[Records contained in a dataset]
^^^^^^^^^^^^^^^^
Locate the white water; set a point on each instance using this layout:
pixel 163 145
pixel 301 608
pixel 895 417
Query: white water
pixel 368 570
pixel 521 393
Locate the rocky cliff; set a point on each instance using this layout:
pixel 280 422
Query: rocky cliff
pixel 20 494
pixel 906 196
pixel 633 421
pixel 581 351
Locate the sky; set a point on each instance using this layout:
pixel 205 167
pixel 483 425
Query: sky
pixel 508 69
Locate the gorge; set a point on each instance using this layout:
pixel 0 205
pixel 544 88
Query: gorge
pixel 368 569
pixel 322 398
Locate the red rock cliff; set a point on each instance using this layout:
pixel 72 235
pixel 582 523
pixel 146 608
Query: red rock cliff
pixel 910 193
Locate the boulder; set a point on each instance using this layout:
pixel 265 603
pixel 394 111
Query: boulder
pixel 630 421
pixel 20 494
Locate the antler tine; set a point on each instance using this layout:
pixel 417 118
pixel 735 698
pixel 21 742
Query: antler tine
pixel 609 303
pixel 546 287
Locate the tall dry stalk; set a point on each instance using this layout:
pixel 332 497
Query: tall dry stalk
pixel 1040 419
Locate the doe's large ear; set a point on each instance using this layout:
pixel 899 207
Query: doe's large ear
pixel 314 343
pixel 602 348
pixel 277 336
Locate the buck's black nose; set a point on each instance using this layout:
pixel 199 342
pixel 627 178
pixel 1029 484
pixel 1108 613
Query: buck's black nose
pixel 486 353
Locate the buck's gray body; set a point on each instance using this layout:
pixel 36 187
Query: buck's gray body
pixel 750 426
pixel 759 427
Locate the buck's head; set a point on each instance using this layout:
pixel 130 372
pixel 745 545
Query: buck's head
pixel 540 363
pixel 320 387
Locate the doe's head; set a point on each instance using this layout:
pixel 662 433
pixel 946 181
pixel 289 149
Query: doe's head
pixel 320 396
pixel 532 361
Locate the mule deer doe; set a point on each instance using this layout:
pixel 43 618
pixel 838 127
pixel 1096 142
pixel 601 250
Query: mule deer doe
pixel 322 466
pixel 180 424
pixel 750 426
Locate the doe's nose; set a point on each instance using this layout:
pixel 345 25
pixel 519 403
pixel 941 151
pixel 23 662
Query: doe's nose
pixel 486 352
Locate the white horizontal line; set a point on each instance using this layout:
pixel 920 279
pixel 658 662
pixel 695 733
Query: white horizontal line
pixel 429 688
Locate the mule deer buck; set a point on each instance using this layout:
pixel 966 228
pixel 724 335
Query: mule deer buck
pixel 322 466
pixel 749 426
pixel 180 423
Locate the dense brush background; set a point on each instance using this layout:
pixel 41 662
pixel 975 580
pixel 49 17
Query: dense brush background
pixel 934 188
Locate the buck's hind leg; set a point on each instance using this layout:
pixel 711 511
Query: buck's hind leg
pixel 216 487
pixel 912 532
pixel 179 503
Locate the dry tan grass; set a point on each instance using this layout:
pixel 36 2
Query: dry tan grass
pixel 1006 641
^^^^^^^^^^^^^^^^
Exercise instructions: Taking the records above, retype every line from the one with "pixel 899 207" down to the one with "pixel 36 187", exactly and with nothing else.

Output for this exercise:
pixel 899 207
Query: doe's large ear
pixel 314 343
pixel 602 348
pixel 277 336
Locate the buck's black nose; set a point on each instance using this layout:
pixel 199 342
pixel 627 178
pixel 1029 484
pixel 1108 613
Query: buck's black nose
pixel 486 353
Locate the buck's gray body; set a point on each instance using this layout:
pixel 36 187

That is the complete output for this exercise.